EXERCISE 1:
Count the lines in the entries below that contain the word "fence", and reply with the number alone.
____________
Jayne Mansfield was in her time known as a trailer park Marilyn Monroe, despite coming from a family with money. Today she is probably best known as the mother of Law & Order: SVU's Mariska Hargitay(Olivia Benson). Jayne Mansfield was a larger than life personality who unfortunately fell into that age old Hollywood trap, alcohol, sex and low self worth.
In Jayne Mansfield and The American Fifties, the author Martha Saxton seems to claim that the Jayne Mansfield type could only find success in the 1950's. Jayne Mansfield was a caricature of sex, not actual sex. Jayne Mansfield was a tease, you could look but not touch. Jayne Mansfield's sexuality was fun and harmless not to be taken seriously. Jayne Mansfield was the ultimate sexy, dumb blonde. She was the male fantasy, which put her out of step with the women's sexual liberation of the 1960's. Jayne's crime was her inability to keep up with the times. Jayne's form of sexiness was considered old fashioned.
I personally think Jayne Mansfield was ahead of her time. I could easily see Jayne Mansfield starring in a reality show (think Anna Nicole Smith but funny). Jayne craved constant media attention and she wasn't afraid to get naked to get it.
Unfortunately this biography was just not that well written. The author relied too heavily on Jayne's mother's biased thoughts and opinions. She also simply reprinted gossip and rumors including saying that Jayne was decapitated (she wasn't).
This biography wasnt great but it wasn't the worst either. It was just meh.
An interesting look at Jayne's life and looks contrasted with the 1960s world she found herself in. Blonde bombshells pretty much died with Marilyn Monroe, in fact Marilyn was moving away from it herself. She had slimmed down, smoothed her now-platinum hair into a sexy Doris Day style, and enjoyed colorful capri slacks with silky tops. Jayne moved out of some 50s styles, but went for the worst of 60s looks, ie, frosty pale lipstick with heavy Cleopatra styles, giant tacky bouffants with bows, etc. This book does an interesting job of discussing Jayne's somewhat bubblehead persona against the coming feminism. Unfortunately she gets one big fact wrong when she writes that Jayne lost her head in the accident. I was shocked to read this, even though the book was written while lawsuits were still pending, that myth should have been cleared up by then. If you're interested in Jayne or the changes in "female types" in just 10 short years, you'll enjoy this classic.
____________
EXERCISE 2:
Quote the Jayne Mansfield review above, beginning at the words "In Jayne Mansfield" and stopping after "naked to get it.".
____________
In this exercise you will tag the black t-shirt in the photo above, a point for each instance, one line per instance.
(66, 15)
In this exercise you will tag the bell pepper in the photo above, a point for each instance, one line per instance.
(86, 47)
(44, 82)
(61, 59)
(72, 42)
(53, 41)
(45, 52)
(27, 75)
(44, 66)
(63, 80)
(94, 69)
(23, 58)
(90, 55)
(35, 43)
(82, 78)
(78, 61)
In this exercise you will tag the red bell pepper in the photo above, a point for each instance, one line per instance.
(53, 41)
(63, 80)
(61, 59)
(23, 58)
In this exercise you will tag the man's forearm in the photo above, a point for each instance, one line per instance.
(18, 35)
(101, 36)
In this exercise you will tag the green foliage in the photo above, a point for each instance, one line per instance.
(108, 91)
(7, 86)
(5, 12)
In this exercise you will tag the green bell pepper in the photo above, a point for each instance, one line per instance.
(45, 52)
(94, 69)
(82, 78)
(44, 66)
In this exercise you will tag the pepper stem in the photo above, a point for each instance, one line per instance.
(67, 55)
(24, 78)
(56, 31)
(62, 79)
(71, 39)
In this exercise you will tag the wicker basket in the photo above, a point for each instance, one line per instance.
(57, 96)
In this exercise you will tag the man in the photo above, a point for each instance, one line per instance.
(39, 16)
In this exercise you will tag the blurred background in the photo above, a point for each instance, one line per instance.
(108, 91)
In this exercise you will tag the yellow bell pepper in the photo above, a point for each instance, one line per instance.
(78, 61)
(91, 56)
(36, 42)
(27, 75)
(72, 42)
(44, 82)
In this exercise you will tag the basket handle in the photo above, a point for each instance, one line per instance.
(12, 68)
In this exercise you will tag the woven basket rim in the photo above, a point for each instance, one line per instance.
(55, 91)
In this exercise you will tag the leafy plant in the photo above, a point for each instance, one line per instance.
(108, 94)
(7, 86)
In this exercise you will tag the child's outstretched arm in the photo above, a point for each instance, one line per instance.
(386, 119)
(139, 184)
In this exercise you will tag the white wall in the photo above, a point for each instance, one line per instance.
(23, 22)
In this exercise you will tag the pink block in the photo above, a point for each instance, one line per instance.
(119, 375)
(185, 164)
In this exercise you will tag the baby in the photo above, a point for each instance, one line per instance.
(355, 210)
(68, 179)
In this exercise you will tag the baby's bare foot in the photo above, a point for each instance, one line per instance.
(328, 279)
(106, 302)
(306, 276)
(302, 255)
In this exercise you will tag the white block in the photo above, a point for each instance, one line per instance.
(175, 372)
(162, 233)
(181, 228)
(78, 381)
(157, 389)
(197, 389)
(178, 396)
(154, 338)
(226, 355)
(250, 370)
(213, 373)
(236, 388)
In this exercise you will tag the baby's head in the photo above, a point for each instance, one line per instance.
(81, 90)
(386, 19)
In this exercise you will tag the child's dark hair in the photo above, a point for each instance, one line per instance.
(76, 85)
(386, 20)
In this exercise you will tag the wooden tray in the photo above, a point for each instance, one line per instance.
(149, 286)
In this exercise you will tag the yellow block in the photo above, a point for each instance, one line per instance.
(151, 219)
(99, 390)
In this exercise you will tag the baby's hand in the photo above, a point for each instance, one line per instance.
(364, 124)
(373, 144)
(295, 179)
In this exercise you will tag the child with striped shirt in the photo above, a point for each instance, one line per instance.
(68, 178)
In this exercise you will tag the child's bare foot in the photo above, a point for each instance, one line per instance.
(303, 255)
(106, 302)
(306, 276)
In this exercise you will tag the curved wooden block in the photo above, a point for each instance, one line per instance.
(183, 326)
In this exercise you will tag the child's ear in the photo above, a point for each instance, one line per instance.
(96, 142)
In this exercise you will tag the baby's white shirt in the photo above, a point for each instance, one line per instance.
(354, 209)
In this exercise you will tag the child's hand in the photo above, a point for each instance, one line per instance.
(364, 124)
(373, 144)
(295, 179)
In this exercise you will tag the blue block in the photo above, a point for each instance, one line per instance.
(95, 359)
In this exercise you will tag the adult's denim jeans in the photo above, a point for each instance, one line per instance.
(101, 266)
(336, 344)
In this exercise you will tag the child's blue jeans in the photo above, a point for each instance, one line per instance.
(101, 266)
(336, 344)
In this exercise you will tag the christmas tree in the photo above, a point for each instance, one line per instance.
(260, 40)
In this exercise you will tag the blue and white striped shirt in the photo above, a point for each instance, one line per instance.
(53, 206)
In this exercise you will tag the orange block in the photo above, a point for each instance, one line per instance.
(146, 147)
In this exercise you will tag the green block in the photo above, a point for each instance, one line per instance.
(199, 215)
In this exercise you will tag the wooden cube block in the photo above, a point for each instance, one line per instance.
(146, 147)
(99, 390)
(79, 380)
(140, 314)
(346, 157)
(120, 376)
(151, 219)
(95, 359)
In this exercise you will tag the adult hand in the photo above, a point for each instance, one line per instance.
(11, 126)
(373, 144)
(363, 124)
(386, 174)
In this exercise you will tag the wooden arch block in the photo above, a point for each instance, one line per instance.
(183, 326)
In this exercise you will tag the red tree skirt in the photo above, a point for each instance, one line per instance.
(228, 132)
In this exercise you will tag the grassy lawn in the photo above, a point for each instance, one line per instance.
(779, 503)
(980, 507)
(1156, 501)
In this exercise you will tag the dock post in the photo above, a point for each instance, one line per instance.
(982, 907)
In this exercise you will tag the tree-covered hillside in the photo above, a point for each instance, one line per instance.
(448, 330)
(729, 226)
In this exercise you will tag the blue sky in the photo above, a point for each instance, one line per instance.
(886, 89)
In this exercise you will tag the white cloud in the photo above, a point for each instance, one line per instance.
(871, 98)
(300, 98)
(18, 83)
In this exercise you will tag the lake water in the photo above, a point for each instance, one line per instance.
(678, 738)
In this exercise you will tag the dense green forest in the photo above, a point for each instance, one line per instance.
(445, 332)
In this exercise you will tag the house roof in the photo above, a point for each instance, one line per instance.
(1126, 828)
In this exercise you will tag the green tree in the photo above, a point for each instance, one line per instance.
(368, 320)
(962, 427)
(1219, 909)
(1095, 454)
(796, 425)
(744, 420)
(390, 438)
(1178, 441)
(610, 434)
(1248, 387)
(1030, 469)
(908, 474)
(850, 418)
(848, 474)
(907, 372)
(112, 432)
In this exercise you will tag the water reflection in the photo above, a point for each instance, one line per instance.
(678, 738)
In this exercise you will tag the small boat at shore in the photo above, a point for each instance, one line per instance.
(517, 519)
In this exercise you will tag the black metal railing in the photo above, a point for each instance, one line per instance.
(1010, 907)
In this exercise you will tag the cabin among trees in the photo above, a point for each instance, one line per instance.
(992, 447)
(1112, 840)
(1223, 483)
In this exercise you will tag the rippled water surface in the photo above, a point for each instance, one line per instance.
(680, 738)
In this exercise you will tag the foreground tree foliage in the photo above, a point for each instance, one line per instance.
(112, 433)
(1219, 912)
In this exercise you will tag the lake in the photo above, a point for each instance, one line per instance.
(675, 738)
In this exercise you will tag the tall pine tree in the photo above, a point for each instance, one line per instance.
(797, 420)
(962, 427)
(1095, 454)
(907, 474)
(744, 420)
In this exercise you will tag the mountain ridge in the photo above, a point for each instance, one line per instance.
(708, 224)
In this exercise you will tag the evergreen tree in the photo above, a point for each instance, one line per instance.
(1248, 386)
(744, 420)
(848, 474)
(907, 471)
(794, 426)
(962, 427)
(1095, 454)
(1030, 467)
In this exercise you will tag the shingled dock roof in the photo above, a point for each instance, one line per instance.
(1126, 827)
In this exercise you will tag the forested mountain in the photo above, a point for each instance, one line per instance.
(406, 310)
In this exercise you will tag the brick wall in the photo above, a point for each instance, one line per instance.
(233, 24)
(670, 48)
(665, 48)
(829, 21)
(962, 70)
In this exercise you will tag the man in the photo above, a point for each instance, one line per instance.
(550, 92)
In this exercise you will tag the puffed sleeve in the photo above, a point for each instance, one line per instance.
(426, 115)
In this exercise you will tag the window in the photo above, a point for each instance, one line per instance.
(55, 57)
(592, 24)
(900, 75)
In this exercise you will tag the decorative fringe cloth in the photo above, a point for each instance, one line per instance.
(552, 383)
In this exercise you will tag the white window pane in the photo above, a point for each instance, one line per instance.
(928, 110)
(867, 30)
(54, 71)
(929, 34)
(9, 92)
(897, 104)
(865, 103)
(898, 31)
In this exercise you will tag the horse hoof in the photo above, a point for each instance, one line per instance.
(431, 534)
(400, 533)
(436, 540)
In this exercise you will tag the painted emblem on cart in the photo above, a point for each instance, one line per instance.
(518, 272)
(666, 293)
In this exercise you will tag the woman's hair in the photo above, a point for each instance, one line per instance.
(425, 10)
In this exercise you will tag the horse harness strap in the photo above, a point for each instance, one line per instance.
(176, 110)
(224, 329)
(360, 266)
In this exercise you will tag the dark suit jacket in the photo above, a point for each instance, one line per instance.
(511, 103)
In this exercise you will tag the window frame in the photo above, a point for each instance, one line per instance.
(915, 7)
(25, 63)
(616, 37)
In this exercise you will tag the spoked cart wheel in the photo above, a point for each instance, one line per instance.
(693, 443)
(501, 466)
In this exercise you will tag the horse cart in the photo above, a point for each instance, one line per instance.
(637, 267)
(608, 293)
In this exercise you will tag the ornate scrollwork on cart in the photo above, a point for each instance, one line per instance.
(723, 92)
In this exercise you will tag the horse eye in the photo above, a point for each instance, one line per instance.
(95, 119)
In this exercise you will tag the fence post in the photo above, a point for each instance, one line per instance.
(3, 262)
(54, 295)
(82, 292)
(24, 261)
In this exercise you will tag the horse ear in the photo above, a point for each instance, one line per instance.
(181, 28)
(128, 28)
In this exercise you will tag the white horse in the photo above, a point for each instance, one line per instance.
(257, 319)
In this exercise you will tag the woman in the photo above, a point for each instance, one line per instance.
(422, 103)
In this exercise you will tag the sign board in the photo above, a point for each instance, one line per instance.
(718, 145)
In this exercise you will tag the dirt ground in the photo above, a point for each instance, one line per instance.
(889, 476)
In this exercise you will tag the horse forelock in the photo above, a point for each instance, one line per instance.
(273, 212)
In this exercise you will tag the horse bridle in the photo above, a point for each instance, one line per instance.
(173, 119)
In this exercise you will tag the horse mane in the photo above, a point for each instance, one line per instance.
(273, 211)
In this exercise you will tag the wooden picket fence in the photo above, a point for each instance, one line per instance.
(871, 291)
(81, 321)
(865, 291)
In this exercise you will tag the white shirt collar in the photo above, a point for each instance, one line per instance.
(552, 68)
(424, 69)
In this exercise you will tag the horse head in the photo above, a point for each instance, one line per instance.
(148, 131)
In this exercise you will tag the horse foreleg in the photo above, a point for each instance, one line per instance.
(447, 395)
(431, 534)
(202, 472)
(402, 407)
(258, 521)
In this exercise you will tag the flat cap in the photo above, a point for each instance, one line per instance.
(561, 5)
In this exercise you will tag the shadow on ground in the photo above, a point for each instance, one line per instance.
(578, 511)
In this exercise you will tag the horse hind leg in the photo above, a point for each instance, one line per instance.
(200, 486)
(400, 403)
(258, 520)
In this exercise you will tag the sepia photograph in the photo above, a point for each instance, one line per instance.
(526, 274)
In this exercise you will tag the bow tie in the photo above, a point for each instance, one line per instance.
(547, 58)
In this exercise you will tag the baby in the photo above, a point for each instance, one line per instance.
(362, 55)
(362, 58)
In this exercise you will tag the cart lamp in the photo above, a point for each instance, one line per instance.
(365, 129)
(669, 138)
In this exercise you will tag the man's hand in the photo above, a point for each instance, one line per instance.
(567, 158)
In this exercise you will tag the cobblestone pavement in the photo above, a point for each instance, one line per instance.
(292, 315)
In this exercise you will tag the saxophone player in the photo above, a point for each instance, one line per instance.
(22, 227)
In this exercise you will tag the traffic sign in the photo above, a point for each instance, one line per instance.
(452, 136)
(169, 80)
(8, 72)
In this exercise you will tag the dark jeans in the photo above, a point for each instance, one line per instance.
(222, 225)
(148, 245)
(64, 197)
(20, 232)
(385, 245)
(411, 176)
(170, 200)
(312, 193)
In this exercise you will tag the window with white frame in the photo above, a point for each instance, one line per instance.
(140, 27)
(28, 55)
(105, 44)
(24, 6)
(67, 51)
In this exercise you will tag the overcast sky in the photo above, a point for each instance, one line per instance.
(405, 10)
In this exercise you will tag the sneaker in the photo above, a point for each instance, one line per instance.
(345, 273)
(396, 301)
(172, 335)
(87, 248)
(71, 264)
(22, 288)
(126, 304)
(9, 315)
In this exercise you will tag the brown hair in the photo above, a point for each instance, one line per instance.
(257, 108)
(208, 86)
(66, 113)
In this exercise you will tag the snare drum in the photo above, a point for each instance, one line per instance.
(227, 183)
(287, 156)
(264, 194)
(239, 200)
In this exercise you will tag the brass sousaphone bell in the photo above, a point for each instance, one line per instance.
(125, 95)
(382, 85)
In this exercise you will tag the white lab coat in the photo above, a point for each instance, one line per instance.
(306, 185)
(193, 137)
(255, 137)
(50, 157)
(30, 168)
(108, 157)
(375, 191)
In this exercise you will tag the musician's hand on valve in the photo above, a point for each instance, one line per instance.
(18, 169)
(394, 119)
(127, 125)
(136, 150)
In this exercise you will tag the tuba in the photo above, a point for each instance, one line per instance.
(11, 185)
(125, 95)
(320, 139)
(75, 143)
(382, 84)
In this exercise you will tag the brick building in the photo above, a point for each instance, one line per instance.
____________
CORRECT OUTPUT 1:
2

CORRECT OUTPUT 2:
In Jayne Mansfield and The American Fifties, the author Martha Saxton seems to claim that the Jayne Mansfield type could only find success in the 1950's. Jayne Mansfield was a caricature of sex, not actual sex. Jayne Mansfield was a tease, you could look but not touch. Jayne Mansfield's sexuality was fun and harmless not to be taken seriously. Jayne Mansfield was the ultimate sexy, dumb blonde. She was the male fantasy, which put her out of step with the women's sexual liberation of the 1960's. Jayne's crime was her inability to keep up with the times. Jayne's form of sexiness was considered old fashioned.
I personally think Jayne Mansfield was ahead of her time. I could easily see Jayne Mansfield starring in a reality show (think Anna Nicole Smith but funny). Jayne craved constant media attention and she wasn't afraid to get naked to get it.